“Down with Dow! Down with Dow!” the marchers chanted on their way to the Commerce Building. As they rounded Bascom Hall, local television newsman Blake Kellogg (in white trench coat), filmed the protest.
The gray-speckled granite floor virtually disappeared from view as the hallway flooded with demonstrators. The hallway was narrow, a mere ten feet across. This was no place for a claustrophobic.
Students recoil as Madison police make their charge. The tall student on far left is Jonathan Stielstra; in the sheepskin coat on the right, starting to cover his neck, is Paul Soglin. Within seconds, Soglin was on the floor being pummelled by club-wielding officers.
As the police moved into the foyer, there was no space to gain footing, just a wall of people. The officers started flailing with their nightsticks.

* THE TASKS
A – Answer these questions about the protest account:
(i) How wide was the hallway?
(ii) Who filmed the protest as the marchers rounded Bascom Hall?
(iii) What kind of coat was Paul Soglin wearing?
B – In the protest account, change "Madison police" to "campus police" and write out the passage from "Students recoil as" up to and including "by club-wielding officers.".
C – Does each statement agree with the protest account? Answer yes or no and quote the deciding words.
(i) The marchers were heading to the Commerce Building.
(ii) The hallway floor was made of marble.
(iii) Jonathan Stielstra stands on the far right.

* DATA ENTRIES
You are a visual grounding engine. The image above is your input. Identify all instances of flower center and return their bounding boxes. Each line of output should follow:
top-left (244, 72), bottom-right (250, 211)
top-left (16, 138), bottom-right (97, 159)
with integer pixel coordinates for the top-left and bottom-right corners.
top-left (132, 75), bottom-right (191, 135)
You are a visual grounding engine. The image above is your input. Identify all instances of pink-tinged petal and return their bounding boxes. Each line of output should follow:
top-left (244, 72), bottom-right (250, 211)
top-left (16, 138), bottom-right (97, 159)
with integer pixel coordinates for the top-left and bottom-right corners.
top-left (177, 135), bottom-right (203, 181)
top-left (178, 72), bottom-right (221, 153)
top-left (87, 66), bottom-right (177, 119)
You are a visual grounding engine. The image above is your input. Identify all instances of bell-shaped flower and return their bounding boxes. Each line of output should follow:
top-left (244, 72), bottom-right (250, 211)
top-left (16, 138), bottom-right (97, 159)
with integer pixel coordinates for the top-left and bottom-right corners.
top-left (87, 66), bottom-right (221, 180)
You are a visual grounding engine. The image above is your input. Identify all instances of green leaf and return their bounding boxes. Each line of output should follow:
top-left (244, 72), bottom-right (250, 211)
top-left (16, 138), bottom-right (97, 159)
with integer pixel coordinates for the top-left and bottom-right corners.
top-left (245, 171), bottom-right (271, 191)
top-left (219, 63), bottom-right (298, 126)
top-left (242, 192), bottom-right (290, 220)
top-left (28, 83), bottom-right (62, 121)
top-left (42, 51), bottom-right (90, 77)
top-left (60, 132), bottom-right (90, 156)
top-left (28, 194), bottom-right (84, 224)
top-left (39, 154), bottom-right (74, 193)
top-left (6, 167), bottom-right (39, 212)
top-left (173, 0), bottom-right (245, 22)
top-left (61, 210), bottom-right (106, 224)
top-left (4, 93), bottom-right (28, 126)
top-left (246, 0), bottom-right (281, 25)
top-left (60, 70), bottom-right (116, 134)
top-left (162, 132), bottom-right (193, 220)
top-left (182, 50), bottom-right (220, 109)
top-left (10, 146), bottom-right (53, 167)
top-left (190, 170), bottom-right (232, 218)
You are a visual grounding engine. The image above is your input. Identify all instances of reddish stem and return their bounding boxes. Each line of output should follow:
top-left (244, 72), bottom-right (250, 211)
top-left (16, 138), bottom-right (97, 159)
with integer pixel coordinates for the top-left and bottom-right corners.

* RESULTS IN ORDER
A –
(i) Ten feet across.
(ii) Local television newsman Blake Kellogg.
(iii) A sheepskin coat.

B –
Students recoil as campus police make their charge. The tall student on far left is Jonathan Stielstra; in the sheepskin coat on the right, starting to cover his neck, is Paul Soglin. Within seconds, Soglin was on the floor being pummelled by club-wielding officers.

C –
(i) Yes: "the marchers chanted on their way to the Commerce Building"
(ii) No: "The gray-speckled granite floor"
(iii) No: "The tall student on far left is Jonathan Stielstra"